[ACTIONS TO TAKE]:
1. In the passage on Ivan Ilyich below, from which book had Ivan learnt the syllogism about Caius?
2. Using the passage on Ivan Ilyich below, decide whether each statement agrees with it, and support each yes or no with the deciding words quoted from the passage: (a) Ivan's wife has made his life a misery for the past twenty years; (b) the passage agrees with a modern scholar that Ilyich is a man like many other men; (c) Gerasim's strength and vitality offended Ivan.
3. According to the passage on Ivan Ilyich below, what are all the sources from which Ivan snatches his only happiness before the illness?

[TEXT SECTION]:
* * * *

The story disturbs, and appeals, because of its universality. ‘The syllogism he had learnt from Kiesewetter’s Logic, “Caius is a man, men are mortal, therefore Caius is mortal” had always seemed to him correct as applied to Caius but certainly not as applied to himself. That Caius — man in the abstract — was mortal was perfectly correct, but he was not Caius, not an abstract man, but a creature, quite, quite separate from all others.’45 That is the syllogism which the tale enforces upon the reader. The generality of death becomes particular as we share Ivan Ilyich’s dreadful inner torments on his sickbed. No human life would emerge with any more ‘point’ or justification than his. But we would not necessarily agree with a modern scholar that Ilyich is ‘a man like many other men’ in his reaction to things. He is in fact a man very much more like Lev Nikolayevich than he is average. For example, before the illness begins, he really hates his family, and for the past twenty years, his wife has made his life a misery by her querulousness. They come together again for brief moments of amorousness and then once more the warfare between them starts up. His only happiness is snatched from his work, or his male friends, or from choosing furnishings for the house. And the illness only serves to emphasise to him the extent to which his family are strangers with him. As he lies dying, too weak even to use a bedpan without assistance, and revolted by the smell of his own breath and by his own excrement, the only individual who can bring him any consolation is the handsome young peasant servant Gerasim, whose good humour is not shaken by the smell, and who is honest enough to accept his master’s illness, and not lie to him. One of Ivan’s only comforts at this stage is being allowed to lie with his trouserless legs over the young lad’s shoulders. Health, strength and vitality in other people were offensive to him, but Gerasim’s strength and vitality did not mortify but soothed him.’ There is nothing of Everyman in this bizarre, but inescapably touching confession. But there is much of Tolstoy.

* * * *

[DATA ENTRIES]:
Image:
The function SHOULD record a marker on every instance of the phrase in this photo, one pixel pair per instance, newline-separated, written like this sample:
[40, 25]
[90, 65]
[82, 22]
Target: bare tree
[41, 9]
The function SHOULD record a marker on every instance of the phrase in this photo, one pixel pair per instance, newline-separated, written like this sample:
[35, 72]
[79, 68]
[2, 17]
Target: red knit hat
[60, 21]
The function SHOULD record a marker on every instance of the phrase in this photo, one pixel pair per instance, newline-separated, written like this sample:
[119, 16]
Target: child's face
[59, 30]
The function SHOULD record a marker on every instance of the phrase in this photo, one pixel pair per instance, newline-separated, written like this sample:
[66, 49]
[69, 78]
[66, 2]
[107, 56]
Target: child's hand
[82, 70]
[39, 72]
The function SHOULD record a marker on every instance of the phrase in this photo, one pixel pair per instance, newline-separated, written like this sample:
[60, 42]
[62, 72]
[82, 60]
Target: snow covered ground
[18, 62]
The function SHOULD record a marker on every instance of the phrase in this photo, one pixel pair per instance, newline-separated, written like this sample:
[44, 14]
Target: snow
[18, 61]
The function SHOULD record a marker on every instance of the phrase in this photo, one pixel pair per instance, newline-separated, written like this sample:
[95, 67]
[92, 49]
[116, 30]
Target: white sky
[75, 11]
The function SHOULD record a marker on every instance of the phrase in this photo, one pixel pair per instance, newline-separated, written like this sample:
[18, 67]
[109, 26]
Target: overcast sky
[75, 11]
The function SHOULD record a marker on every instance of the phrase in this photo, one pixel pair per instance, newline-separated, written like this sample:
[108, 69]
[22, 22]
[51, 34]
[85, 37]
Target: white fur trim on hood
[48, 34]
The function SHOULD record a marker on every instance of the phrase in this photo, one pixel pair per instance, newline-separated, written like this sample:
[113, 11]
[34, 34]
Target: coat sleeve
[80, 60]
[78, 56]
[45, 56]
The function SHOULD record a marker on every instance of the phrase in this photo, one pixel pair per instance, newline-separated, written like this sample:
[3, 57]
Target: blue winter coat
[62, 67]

* * * *

[ANSWERS FOR THIS EXERCISE]:
1. Kiesewetter's Logic

2.
(a) Yes: "for the past twenty years, his wife has made his life a misery by her querulousness"
(b) No: "But we would not necessarily agree with a modern scholar that Ilyich is ‘a man like many other men’"
(c) No: "Gerasim’s strength and vitality did not mortify but soothed him."

3.
- His work
- His male friends
- Choosing furnishings for the house